Stated task:
Copy out every line, without changes, from the line containing "box truck windshield" down to the line containing "<point>376,219</point>", with both of those lines included.

Records from a data collection:
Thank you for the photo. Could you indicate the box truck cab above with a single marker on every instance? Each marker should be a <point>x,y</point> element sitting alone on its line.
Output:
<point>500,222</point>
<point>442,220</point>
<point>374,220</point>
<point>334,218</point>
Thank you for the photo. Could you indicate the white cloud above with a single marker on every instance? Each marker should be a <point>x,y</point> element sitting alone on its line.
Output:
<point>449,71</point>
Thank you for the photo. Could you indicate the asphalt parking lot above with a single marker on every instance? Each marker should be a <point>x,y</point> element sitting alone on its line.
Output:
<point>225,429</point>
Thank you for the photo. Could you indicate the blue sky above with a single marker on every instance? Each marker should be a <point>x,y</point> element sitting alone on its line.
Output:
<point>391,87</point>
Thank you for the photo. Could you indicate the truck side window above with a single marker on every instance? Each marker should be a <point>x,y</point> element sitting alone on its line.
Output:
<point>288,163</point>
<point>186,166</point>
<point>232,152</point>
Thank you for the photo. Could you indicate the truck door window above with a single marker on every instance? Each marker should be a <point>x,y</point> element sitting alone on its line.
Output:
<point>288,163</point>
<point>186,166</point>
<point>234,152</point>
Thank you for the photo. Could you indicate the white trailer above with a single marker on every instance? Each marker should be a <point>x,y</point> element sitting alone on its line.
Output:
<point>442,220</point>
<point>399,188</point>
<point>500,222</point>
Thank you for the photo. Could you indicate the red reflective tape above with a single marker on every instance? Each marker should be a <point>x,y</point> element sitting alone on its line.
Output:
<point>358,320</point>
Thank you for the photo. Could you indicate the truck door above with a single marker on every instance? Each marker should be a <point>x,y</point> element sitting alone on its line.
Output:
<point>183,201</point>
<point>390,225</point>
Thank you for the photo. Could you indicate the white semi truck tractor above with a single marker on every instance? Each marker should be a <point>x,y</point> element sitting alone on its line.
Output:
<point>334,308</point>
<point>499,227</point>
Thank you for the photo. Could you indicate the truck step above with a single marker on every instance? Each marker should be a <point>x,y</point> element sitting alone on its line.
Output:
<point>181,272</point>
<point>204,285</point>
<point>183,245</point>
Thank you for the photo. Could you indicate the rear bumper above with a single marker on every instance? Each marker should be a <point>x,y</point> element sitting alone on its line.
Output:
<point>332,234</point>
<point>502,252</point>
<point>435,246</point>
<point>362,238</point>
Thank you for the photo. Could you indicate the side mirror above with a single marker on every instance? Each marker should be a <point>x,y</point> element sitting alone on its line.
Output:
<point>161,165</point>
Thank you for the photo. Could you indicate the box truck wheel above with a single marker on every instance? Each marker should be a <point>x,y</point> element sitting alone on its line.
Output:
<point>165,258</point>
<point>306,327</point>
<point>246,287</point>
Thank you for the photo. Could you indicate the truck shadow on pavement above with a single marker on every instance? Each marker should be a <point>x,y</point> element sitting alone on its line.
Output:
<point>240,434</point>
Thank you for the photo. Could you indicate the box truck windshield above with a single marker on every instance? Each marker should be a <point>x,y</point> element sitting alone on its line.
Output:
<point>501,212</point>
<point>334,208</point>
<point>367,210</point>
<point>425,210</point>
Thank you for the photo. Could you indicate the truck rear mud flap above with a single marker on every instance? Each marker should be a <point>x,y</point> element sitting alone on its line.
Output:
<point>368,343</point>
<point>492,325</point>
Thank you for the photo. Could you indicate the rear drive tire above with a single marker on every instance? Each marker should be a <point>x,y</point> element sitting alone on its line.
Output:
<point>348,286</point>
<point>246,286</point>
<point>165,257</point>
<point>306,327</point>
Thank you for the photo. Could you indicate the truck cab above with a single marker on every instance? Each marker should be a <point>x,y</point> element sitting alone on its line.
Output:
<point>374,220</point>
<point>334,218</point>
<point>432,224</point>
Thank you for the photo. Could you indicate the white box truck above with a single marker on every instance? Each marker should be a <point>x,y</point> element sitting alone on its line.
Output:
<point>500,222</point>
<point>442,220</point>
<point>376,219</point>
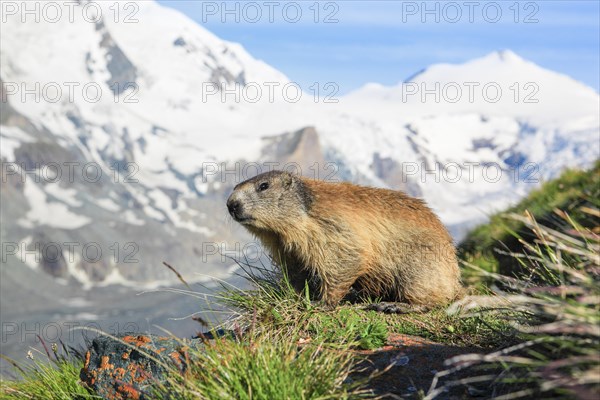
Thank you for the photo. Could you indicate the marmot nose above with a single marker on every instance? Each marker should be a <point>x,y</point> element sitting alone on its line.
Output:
<point>234,207</point>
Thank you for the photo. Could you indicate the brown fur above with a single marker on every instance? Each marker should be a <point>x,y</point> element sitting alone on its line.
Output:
<point>382,243</point>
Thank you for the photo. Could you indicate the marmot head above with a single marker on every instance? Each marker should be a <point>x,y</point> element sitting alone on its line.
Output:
<point>270,201</point>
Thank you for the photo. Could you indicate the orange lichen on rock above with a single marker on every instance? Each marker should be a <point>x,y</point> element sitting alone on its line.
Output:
<point>128,392</point>
<point>104,363</point>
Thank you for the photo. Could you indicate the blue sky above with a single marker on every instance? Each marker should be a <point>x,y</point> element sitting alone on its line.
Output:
<point>356,42</point>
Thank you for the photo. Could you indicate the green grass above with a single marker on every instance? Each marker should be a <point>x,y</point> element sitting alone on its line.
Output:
<point>52,377</point>
<point>491,246</point>
<point>538,335</point>
<point>268,368</point>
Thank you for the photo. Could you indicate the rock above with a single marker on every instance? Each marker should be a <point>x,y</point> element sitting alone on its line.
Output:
<point>127,367</point>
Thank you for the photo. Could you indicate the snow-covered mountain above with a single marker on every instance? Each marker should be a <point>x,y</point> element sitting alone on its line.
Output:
<point>169,117</point>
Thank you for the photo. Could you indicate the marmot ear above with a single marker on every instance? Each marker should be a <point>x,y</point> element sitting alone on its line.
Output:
<point>287,179</point>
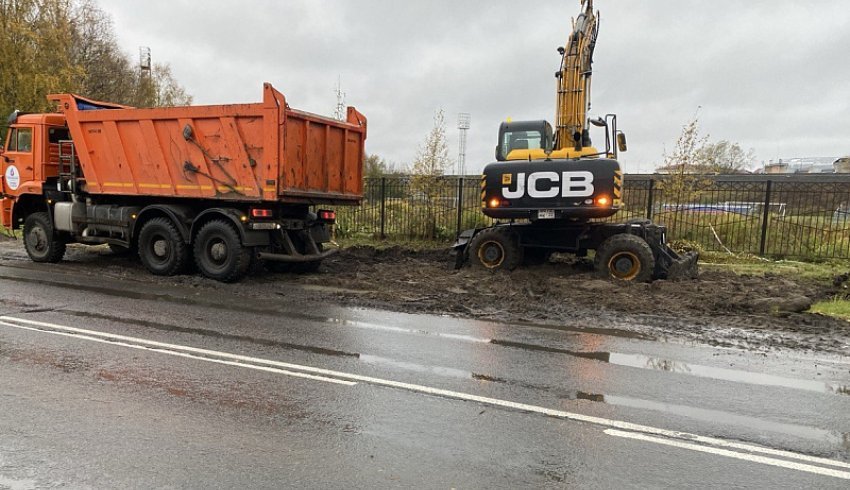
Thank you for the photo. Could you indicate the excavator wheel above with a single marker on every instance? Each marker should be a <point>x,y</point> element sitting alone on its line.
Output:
<point>496,249</point>
<point>625,257</point>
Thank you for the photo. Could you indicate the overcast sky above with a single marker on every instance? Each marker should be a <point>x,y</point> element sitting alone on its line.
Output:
<point>772,75</point>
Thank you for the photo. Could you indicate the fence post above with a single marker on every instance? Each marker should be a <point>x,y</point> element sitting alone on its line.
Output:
<point>765,218</point>
<point>383,207</point>
<point>459,205</point>
<point>649,198</point>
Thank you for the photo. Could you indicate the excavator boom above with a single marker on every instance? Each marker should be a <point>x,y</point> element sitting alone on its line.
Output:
<point>573,81</point>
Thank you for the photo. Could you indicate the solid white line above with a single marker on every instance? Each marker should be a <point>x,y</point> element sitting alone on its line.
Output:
<point>185,355</point>
<point>617,424</point>
<point>791,465</point>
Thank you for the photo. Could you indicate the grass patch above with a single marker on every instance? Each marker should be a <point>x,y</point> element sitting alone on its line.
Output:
<point>837,307</point>
<point>758,266</point>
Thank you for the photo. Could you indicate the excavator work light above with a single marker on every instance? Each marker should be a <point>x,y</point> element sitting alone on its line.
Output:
<point>261,213</point>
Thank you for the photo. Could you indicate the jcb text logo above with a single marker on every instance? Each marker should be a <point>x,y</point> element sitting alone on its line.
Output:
<point>543,185</point>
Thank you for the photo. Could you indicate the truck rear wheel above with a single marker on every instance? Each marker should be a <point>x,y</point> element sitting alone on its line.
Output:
<point>40,239</point>
<point>219,253</point>
<point>496,249</point>
<point>626,258</point>
<point>161,247</point>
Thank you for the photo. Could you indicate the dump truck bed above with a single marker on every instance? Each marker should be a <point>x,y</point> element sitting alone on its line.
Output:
<point>247,152</point>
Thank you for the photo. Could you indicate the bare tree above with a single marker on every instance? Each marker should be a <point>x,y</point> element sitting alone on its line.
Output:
<point>432,160</point>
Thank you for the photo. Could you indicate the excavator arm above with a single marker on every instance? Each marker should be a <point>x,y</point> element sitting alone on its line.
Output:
<point>573,81</point>
<point>536,140</point>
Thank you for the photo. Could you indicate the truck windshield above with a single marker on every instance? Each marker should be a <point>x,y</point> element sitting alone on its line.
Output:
<point>55,135</point>
<point>21,140</point>
<point>521,140</point>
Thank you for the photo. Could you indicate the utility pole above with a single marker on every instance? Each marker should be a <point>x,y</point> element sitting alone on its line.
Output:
<point>144,61</point>
<point>463,123</point>
<point>339,111</point>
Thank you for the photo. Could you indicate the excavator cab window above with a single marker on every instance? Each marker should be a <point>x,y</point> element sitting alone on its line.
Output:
<point>531,135</point>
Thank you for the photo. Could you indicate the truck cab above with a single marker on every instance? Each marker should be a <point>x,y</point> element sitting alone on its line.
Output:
<point>29,159</point>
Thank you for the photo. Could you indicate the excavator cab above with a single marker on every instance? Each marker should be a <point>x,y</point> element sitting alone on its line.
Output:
<point>523,140</point>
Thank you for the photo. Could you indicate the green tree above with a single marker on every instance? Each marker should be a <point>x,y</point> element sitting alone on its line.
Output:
<point>724,157</point>
<point>49,46</point>
<point>684,185</point>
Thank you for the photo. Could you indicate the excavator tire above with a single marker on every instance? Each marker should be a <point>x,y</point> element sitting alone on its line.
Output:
<point>496,249</point>
<point>625,257</point>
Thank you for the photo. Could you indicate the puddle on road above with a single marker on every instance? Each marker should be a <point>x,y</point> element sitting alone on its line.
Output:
<point>419,368</point>
<point>700,371</point>
<point>694,413</point>
<point>211,333</point>
<point>734,375</point>
<point>18,484</point>
<point>715,416</point>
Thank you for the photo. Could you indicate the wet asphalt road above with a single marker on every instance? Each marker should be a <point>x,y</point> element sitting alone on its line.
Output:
<point>112,385</point>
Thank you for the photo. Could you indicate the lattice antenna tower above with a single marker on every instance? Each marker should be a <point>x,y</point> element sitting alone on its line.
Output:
<point>144,61</point>
<point>463,122</point>
<point>339,111</point>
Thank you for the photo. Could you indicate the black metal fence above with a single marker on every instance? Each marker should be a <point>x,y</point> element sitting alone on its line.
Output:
<point>800,216</point>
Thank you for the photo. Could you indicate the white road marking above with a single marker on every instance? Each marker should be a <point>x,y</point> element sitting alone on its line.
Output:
<point>188,356</point>
<point>410,331</point>
<point>616,424</point>
<point>791,465</point>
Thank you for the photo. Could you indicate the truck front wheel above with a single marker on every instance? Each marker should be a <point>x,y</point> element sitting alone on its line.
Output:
<point>161,247</point>
<point>626,258</point>
<point>219,253</point>
<point>496,249</point>
<point>40,239</point>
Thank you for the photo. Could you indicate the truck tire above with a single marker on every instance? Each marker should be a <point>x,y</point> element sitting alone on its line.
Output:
<point>496,249</point>
<point>161,248</point>
<point>625,257</point>
<point>40,239</point>
<point>219,253</point>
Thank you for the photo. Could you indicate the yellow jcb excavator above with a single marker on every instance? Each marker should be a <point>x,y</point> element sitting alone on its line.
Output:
<point>548,187</point>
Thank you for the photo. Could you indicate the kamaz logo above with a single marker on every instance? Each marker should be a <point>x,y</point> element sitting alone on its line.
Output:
<point>543,185</point>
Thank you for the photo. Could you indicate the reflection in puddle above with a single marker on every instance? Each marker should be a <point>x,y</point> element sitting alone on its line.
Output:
<point>737,376</point>
<point>659,364</point>
<point>714,416</point>
<point>419,368</point>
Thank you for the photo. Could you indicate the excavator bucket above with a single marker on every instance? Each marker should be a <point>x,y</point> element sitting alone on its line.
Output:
<point>675,267</point>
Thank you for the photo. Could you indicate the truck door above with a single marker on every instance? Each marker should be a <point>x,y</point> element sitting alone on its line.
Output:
<point>17,160</point>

Reply to the task:
Thank you for the photo. Could you indicate the box truck windshield above with a single marker on every instance? Each marker should be a <point>x,y</point> element sitting alone on its line.
Output:
<point>501,212</point>
<point>334,208</point>
<point>367,210</point>
<point>425,210</point>
Thank you for the photo. Could you indicate the truck rear mud flap above with a single marker on every instance? Each marker should be a <point>x,y</point> element sitting alone on its line.
Output:
<point>368,343</point>
<point>492,325</point>
Thank you for the photo. Could you indicate the rear drive tire above with a single marker on every instance? Each marker should be a <point>x,y</point> element sitting alone on its line.
Output:
<point>348,286</point>
<point>246,286</point>
<point>165,257</point>
<point>306,327</point>
Thank you for the photo. Could you indicate the truck cab above with a single marker on every instance? Each marker should be a <point>x,y</point> element sitting alone on its line.
Output:
<point>374,220</point>
<point>334,218</point>
<point>432,224</point>
Thank you for the photo. Could you indicate the white box truck above with a single marker on every instance? Each marker should be a <point>x,y</point> element sitting alone on its line.
Output:
<point>500,222</point>
<point>442,220</point>
<point>376,219</point>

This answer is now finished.